Document excerpt:
STROBE statement: The authors have read the STROBE Statement-checklist of items, and the manuscript was prepared and revised according to the STROBE Statement-checklist of items.
Open-Access: This article is an open-access article that was selected by an in-house editor and fully peer-reviewed by external reviewers. It is distributed in accordance with the Creative Commons Attribution NonCommercial (CC BY-NC 4.0) license, which permits others to distribute, remix, adapt, build upon this work non-commercially, and license their derivative works on different terms, provided the original work is properly cited and the use is non-commercial. See: https://creativecommons.org/Licenses/by-nc/4.0/
Corresponding author: Ophir Freund, MD, Doctor, Internal Medicine Department B, Tel-Aviv Sourasky Medical Center and Sackler Faculty of Medicine, Tel Aviv University, Weizman 6, Tel Aviv 6423906, Israel. ophir068@gmail.com
Received: October 27, 2022
Peer-review started: October 27, 2022
First decision: November 30, 2022
Revised: December 12, 2022
Accepted: January 16, 2023
Article in press: January 16, 2023
Published online: February 6, 2023

The coronavirus disease 2019 (COVID-19) pandemic posed new challenges in patient care worldwide. Vaccinations, which have proven efficacious in lowering the COVID-19 hospital burden, are still avoided by large populations. We, therefore, hypothesized that hospital care teams would have worse perceptions regarding the characteristics and care of patients with vaccine hesitancy.


To evaluate whether patient vaccine hesitancy affected the hospital care team (HCT) perceptions.


We performed a prospective clinical study using structured questionnaires. We approached physicians and nurses with previous experience caring for COVID-19 patients from 11 medical centers across Israel during the fourth COVID-19 surge (September and October 2021). The participants completed a questionnaire with the following parts: (1) Sociodemographic characteristics; (2) Assessment of anger (STAXI instrument) and chronic workplace stress (Shirom-Melamed burnout measure); and (3) Three tools to assess the effect of patient vaccine hesitancy on the HCT perceptions (the difficult doctor-patient relation questionnaire, the medical staff perception of patient’s responsibility questionnaire and the characterological derogation questionnaire). Results were evaluated according to each part of the questionnaire and the questionnaire as a whole. Associations between HCT perceptions and their baseline characteristics, anger or chronic workplace stress were assessed.


The HCT experienced their relationship with unvaccinated patients as more difficult (P < 0.001, Cohen’s d = 0.85), perceived unvaccinated patients as responsible for their medical condition (P < 0.001, d = 1.39) and perceived vaccinated patients as having a higher character value (P < 0.001, d = 1.03). Unvaccinated patients were considered selfish (P < 0.001), less mature (P < 0.001) and less satisfying to care for (P < 0.001). The relationship with unvaccinated patients was more difficult among HCT with higher burnout (r = 0.37, n = 66, P = 0.002). No correlations with baseline characteristics were found. All three study tools showed high internal consistency (α between 0.72 and 0.845).


Our results should raise awareness of the possible effects of vaccine hesitancy on HCT perceptions regarding unvaccinated patients. In order to minimize the potential negative impact on patient care, designated departments should promote specific patient-centered preparations. Further investigations should assess whether vaccine hesitancy directly affects patient quality of care.

Keywords: COVID-19, Vaccination, Hesitancy, Patient care, Doctor-patient relationship, Attitudes

Core Tip: Coronavirus disease 2019 (COVID-19) vaccine hesitancy is common around the world. We considered that patient vaccine hesitancy could affect the hospital care team perceptions. To test that possibility, we implemented a questionnaire during the Delta variant surge among physicians and nurses with prior experience in caring for COVID-19 patients. We found that patient vaccine hesitancy negatively affected how the medical care team perceived these patients and their care. Vaccine hesitancy can negatively affect the physician-patient relationship and raising awareness of this important issue is crucial for proper interventions.

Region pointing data
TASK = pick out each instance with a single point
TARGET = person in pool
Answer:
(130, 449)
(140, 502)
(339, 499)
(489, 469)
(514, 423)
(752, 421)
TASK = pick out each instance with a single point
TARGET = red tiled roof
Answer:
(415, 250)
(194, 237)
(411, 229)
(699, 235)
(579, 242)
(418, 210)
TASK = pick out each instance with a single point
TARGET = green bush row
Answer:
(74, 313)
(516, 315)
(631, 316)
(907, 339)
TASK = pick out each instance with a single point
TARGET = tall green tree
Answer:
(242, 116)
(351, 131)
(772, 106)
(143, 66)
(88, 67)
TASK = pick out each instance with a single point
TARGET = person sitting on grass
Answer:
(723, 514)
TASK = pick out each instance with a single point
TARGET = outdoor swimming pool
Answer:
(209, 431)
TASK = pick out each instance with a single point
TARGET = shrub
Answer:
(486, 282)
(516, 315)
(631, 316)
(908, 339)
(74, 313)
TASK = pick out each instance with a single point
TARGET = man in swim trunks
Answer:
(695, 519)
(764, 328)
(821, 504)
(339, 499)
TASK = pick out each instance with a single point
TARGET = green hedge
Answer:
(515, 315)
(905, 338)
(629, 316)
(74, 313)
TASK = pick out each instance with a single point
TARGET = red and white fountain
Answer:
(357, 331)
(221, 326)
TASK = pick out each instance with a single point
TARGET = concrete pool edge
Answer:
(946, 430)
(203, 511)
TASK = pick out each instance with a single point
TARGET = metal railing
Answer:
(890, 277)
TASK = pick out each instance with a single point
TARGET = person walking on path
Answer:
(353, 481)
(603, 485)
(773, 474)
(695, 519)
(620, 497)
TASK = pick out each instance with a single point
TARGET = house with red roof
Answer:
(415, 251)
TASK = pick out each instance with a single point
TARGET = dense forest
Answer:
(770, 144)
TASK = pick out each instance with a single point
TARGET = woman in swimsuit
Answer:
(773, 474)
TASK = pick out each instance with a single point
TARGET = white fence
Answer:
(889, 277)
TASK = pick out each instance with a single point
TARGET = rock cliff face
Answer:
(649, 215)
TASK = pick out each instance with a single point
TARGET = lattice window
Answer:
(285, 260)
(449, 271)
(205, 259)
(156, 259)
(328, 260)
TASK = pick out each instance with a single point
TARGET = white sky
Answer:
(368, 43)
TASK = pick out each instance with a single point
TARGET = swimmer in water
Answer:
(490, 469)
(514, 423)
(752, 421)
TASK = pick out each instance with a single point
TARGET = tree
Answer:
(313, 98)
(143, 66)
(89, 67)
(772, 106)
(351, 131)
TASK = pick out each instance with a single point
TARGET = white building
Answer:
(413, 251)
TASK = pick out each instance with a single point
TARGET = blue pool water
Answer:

What you need to do:
A) List every keyword given in the article on COVID-19 vaccine hesitancy.
B) Reproduce word for word the part of the article on COVID-19 vaccine hesitancy that begins at the words "Our results should" and stops after "quality of care.".
The listing has no connection to the article on COVID-19 vaccine hesitancy.

Answers to the tasks:
A) COVID-19, Vaccination, Hesitancy, Patient care, Doctor-patient relationship, Attitudes

B)
Our results should raise awareness of the possible effects of vaccine hesitancy on HCT perceptions regarding unvaccinated patients. In order to minimize the potential negative impact on patient care, designated departments should promote specific patient-centered preparations. Further investigations should assess whether vaccine hesitancy directly affects patient quality of care.